* _EXERCISE A_:
Retype the records from their first line through the line containing "x=1049, y=399", including both of those lines.

* _TEXT PASSAGE_:
begin

In order to aid in the understanding of the embodiment of FIG. 5, a complete printing cycle will be illustrated.
Starting with a particular point on the surface of a drum 88 which is originally adjacent to charging station 92 it will be seen that as carrier means 90 moves and rotates drum 88 to a position adjacent to charging station 93 the same point will be presented to charging station 93 and be given a second reinforcing charge. As the particular drum moves into position adjacent to latent imaging means 96, which may be an image projection device controlled by an image generator, a latent image is formed on the charged surface of the drum at the particular point as it hesitates adjacent to station 96. Subsequent to this as the carrier means 90 further moves the drum 88 adjacent to the development station 98 the latent image will be developed by deposition of finely divided particles of developer. The selected drum is then carried to a position adjacent to the printing station 100 where the transfer corona produced by electrode 102 causes the particles to be deposited on the printing medium 104 as the drum comes in rolling contact with the printing medium. The drum is then carried past cleaning station 106 where the same point which started adjacent to charging station 92 comes in contact with a cleaning means to remove any remaining particles on the surface of the drum 88.
Referring now to FIGS. 6 and 7 there is disclosed a high speed demand printer built in accordance to this invention. FIG. 6 shows a partial plan view of the device while FIG. 7 shows a partial sectional view taken through line 7-7 of FIG. 6.
A print head assembly 108 is shown which consists of three separate print heads upon which are mounted eight photoconductive insulating surfaced drums 110. Although the other two print heads are not described or illustrated in detail it will be understood that each of the three heads are indentical in construction and operation. In describing this embodiment reference will be made first to FIG. 7 and then to FIG. 6.
Print head assembly 108 is supported in spaced relation to base 112 by hearing means 114. Rigidly attached to the print head assembly is a ring gear 116 which is driven by indexing motor 118 under the command of a servocontrol which causes indexing motor 118 to move print head assembly 108 one character space at desired intervals between characters. Bracket 120 is adapted to carry a motor 122 which drives and supports drum carrier means 124 upon which drums 110 are mounted.
Mounted on a column and stationary with respect to base 112 is a reflecting surface 126. The reflecting surface reflects an image produced by imaging device 128 to the surface of one of the photoconductive insulating surfaced drums 110 when the drums are in proper position to receive an image.
Referring now to FIG. 6 it will be seen that photoconductive insulating surfaced drums 110 are in apparent rolling contact with constraining means 132. In order to allow drums 110 to come into rolling contact with a print receiving media it is necessary for a portion of constraining means 132 to be removed in the vicinity of the print station. To maintain the rolling motion of the drums 110 as they move past the printing station a plurality of idling gears have been placed between each of the drums. The idling gears have been so placed as to maintain a constant speed of rotation for the drums as they come into rolling contact with the printing media.

end

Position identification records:
begin

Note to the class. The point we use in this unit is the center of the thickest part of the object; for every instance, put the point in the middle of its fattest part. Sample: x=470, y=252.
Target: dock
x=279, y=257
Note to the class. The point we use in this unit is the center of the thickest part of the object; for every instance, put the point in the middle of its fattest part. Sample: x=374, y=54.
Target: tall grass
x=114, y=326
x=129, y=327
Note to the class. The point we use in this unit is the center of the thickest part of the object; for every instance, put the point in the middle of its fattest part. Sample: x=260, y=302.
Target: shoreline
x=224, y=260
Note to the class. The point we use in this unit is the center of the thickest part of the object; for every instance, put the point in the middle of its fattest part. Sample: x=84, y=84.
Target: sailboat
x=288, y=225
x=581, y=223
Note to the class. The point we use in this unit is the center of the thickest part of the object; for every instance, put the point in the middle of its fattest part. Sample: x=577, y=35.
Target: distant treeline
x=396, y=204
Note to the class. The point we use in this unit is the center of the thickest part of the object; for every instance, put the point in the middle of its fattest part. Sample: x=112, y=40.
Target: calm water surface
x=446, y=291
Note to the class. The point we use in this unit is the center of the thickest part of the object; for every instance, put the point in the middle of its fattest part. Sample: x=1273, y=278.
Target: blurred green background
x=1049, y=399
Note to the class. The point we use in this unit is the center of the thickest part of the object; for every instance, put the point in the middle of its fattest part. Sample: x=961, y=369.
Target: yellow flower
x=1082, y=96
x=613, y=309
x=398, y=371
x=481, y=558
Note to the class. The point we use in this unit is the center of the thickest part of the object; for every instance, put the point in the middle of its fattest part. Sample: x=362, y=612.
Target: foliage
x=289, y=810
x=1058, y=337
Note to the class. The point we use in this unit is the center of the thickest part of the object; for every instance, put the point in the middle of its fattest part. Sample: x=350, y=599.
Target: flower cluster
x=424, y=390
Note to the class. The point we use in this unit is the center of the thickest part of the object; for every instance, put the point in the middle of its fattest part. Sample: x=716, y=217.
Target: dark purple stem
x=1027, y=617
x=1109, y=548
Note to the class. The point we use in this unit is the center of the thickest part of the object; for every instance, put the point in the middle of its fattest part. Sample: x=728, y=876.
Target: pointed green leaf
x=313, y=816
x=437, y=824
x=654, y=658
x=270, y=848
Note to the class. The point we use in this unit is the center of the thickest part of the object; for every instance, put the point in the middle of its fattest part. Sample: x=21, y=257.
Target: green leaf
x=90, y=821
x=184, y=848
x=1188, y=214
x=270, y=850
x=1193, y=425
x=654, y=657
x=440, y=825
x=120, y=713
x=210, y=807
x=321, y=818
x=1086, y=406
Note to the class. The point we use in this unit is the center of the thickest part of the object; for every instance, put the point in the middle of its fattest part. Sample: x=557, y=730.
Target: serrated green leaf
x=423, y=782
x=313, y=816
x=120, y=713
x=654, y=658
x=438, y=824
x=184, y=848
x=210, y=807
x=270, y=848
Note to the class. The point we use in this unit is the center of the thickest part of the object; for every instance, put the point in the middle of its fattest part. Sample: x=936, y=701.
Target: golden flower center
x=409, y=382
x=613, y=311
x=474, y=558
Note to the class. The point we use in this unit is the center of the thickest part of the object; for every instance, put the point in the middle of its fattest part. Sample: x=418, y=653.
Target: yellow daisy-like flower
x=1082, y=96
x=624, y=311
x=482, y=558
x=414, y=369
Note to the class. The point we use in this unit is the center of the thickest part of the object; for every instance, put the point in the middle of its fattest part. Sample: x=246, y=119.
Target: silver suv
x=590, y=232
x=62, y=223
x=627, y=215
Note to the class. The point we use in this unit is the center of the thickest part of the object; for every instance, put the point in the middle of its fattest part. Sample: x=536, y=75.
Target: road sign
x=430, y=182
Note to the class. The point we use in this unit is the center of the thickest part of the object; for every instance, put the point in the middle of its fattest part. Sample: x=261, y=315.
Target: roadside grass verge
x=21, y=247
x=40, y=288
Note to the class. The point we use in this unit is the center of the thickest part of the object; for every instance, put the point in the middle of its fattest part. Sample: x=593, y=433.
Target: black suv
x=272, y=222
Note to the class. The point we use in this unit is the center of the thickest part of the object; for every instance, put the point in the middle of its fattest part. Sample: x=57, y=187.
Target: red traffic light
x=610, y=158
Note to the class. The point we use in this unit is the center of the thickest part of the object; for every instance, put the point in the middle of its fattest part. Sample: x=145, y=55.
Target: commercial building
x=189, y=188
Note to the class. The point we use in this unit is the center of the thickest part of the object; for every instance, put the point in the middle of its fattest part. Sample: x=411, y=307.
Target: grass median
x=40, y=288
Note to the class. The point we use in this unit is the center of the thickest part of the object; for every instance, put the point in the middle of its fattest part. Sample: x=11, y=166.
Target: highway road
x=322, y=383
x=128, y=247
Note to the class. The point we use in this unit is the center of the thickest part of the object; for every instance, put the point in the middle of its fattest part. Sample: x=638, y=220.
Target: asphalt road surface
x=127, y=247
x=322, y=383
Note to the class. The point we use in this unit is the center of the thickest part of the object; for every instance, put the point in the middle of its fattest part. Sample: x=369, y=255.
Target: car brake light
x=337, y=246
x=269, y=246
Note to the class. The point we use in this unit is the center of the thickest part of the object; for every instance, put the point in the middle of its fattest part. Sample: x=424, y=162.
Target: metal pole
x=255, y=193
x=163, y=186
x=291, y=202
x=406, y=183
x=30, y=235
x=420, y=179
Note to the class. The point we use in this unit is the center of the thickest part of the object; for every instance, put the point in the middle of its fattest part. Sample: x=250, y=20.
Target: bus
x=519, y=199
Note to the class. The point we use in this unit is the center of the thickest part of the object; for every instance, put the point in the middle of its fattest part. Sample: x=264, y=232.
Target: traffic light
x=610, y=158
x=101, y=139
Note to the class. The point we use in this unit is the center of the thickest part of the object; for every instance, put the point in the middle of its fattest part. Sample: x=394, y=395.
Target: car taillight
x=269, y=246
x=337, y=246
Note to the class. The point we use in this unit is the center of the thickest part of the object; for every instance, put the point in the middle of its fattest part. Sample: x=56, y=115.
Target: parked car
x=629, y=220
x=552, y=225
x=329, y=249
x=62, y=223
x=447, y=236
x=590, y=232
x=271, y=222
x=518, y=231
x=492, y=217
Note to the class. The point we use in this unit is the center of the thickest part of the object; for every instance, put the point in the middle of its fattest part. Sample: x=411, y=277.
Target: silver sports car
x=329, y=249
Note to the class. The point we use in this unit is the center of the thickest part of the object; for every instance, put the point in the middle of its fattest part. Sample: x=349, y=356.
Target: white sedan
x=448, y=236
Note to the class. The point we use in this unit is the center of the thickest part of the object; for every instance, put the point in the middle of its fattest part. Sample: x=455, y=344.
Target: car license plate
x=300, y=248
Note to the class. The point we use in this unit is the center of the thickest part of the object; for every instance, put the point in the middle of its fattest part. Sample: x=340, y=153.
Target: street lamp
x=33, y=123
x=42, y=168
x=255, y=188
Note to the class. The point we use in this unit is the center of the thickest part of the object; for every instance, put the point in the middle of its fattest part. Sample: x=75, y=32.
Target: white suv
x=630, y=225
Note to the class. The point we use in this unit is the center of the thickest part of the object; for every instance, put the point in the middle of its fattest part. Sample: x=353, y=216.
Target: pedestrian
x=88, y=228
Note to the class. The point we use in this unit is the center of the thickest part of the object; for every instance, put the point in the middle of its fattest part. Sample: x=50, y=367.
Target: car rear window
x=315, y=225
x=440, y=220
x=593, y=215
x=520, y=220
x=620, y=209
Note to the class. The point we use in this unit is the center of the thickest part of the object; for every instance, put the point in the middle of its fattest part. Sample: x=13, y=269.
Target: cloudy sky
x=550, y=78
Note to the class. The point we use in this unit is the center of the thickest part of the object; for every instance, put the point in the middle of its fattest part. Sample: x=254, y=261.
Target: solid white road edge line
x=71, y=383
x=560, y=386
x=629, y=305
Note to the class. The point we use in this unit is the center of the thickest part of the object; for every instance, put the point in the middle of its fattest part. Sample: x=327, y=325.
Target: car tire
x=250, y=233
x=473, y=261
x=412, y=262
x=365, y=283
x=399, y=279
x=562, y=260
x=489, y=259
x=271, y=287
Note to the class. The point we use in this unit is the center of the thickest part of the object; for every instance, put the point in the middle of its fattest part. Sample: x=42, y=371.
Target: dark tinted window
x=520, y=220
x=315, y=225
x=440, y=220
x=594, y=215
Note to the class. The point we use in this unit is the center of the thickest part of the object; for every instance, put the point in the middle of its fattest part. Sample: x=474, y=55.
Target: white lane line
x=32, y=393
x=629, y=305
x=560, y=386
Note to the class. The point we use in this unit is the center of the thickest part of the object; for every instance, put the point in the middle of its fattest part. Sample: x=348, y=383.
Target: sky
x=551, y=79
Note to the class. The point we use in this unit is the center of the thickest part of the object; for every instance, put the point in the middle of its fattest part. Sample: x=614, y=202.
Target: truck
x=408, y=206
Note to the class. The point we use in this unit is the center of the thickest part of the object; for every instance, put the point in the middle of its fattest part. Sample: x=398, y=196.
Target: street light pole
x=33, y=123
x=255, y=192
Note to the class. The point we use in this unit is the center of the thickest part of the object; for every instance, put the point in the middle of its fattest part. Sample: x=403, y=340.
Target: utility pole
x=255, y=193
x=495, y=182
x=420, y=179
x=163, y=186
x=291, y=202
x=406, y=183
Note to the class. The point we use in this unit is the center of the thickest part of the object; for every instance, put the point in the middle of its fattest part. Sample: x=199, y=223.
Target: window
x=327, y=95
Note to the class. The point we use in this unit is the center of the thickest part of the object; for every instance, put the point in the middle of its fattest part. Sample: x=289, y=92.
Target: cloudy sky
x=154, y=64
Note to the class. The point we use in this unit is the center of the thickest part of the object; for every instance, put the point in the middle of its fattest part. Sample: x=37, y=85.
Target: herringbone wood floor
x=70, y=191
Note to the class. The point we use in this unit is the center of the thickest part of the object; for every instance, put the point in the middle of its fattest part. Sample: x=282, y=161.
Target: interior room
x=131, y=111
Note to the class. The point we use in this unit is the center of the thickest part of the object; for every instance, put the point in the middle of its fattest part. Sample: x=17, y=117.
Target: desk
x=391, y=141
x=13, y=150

end

* _EXERCISE B_:
Extend the passage on the photoconductive drum printer, picking up right after its last sentence.

* _OUTPUT A_:
Note to the class. The point we use in this unit is the center of the thickest part of the object; for every instance, put the point in the middle of its fattest part. Sample: x=470, y=252.
Target: dock
x=279, y=257
Note to the class. The point we use in this unit is the center of the thickest part of the object; for every instance, put the point in the middle of its fattest part. Sample: x=374, y=54.
Target: tall grass
x=114, y=326
x=129, y=327
Note to the class. The point we use in this unit is the center of the thickest part of the object; for every instance, put the point in the middle of its fattest part. Sample: x=260, y=302.
Target: shoreline
x=224, y=260
Note to the class. The point we use in this unit is the center of the thickest part of the object; for every instance, put the point in the middle of its fattest part. Sample: x=84, y=84.
Target: sailboat
x=288, y=225
x=581, y=223
Note to the class. The point we use in this unit is the center of the thickest part of the object; for every instance, put the point in the middle of its fattest part. Sample: x=577, y=35.
Target: distant treeline
x=396, y=204
Note to the class. The point we use in this unit is the center of the thickest part of the object; for every instance, put the point in the middle of its fattest part. Sample: x=112, y=40.
Target: calm water surface
x=446, y=291
Note to the class. The point we use in this unit is the center of the thickest part of the object; for every instance, put the point in the middle of its fattest part. Sample: x=1273, y=278.
Target: blurred green background
x=1049, y=399

* _OUTPUT B_:
Each of the print heads on print head assembly 108 carries with it a charging station I34, a development station 136 and a drum cleaning station 138. It will be understood that these stations may be built in accordance with any of the various known stations in the art. Not shown, but necessary for proper operation of the device, there are provided necessary energizing means for the stations and the motor 122 (FIG. 7). For example, power may be supplied to them through batteries mounted on the print head or through slip rings or any other known method.
Operation of the device shown in FIGS. 6 and 7 is illustrated by the following description.
Paper or other suitable printing media 133 is placed between paper guide and the print head assembly 108 as shown. A selected portion of the photoconductive surface of a drum 110 is charged at charging station 134. The precharged drum is then carried clockwise (at the same time being rotated counterclockwise by constraining means 132) by drum carrier means 124 until it becomes adjacent to reflecting surface 126. At this time an image generator provides information to imaging device 128 whereupon a light image is projected on the charged surface of drum 110. The drum is thereafter carried to the development station 136 where the latent image is developed. The drum 110 now carrying a developed image is next caused to come into rolling contact with print receiving media I33 where the transfer corona 142 causes the developed image to be deposited upon the print receiving media. The drum 110 then proceeds to cleansing station 138 where any remaining development particles are removed, thus completing one print cycle.
It will be noted that a point on the surface of drum 110 will come to rest at a node or cusp adjacent to each functional station except the cleaning station, which is located, for efficiency, at a point on the curve described by the point where the velocity of the point is at a maximum.
Immediately after the developed image is deposited on print receiving media 133, a servocontrol energizes indexing motor 118 which in turn causes the print head assembly to advance one printing position in the direction shown. The printer is then ready to print the next character.
It may be seen from the geometric layout of the device- -i.e., the provision for three print heads, that as one print head reaches the extreme right edge of the print receiving media another print head is immediately available to start a new line of printing beginning at the left of the print receiving media. It is understood that various methods may be utilized for presenting the printing media to the printing device. One method might be to provide means for slowly moving the printing media continuously past the print head in the direction shown in FIG. 7 wherein a printed line would be presented to the print head assembly at a slight angle such that when a first print head reaches the extreme right edge of the printing media a second print head will be approaching the left edge of the printing media directly adjacent to a newline to be printed.
FIGS. 8 and 9 show yet another embodiment of an apparatus built in accordance with this invention. This embodiment is suitable for document copying or other continuous copying. FIG. 8 shows a schematic view of functional elements of the apparatus while FIG. 9 shows a portion of a typical drive means which may be used to operate the apparatus.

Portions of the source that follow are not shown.